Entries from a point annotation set
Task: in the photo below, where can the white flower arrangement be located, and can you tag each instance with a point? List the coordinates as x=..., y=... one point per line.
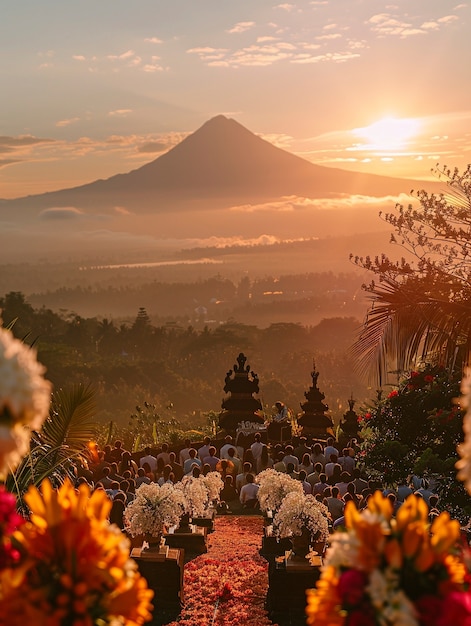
x=298, y=511
x=154, y=508
x=214, y=484
x=274, y=486
x=196, y=495
x=25, y=397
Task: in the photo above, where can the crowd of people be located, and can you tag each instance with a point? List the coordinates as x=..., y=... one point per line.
x=329, y=472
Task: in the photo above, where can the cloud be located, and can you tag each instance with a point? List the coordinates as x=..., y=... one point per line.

:: WORK INSTRUCTIONS ::
Please rewrite the records from the line containing "Task: in the photo above, where can the crowd" through the end, both ends included, keeping the lines that start with "Task:" unchanged. Shift each x and y coordinate in the answers by adding 33 to it.

:: EXPECTED ANSWER ::
Task: in the photo above, where can the crowd of people be located, and can you tag each instance with a point? List the coordinates as x=..., y=... one point per line.
x=362, y=505
Task: in the photo above, where can the cloud be located, and can you tag each instance with a point? List the coordinates as x=..., y=... one point per line.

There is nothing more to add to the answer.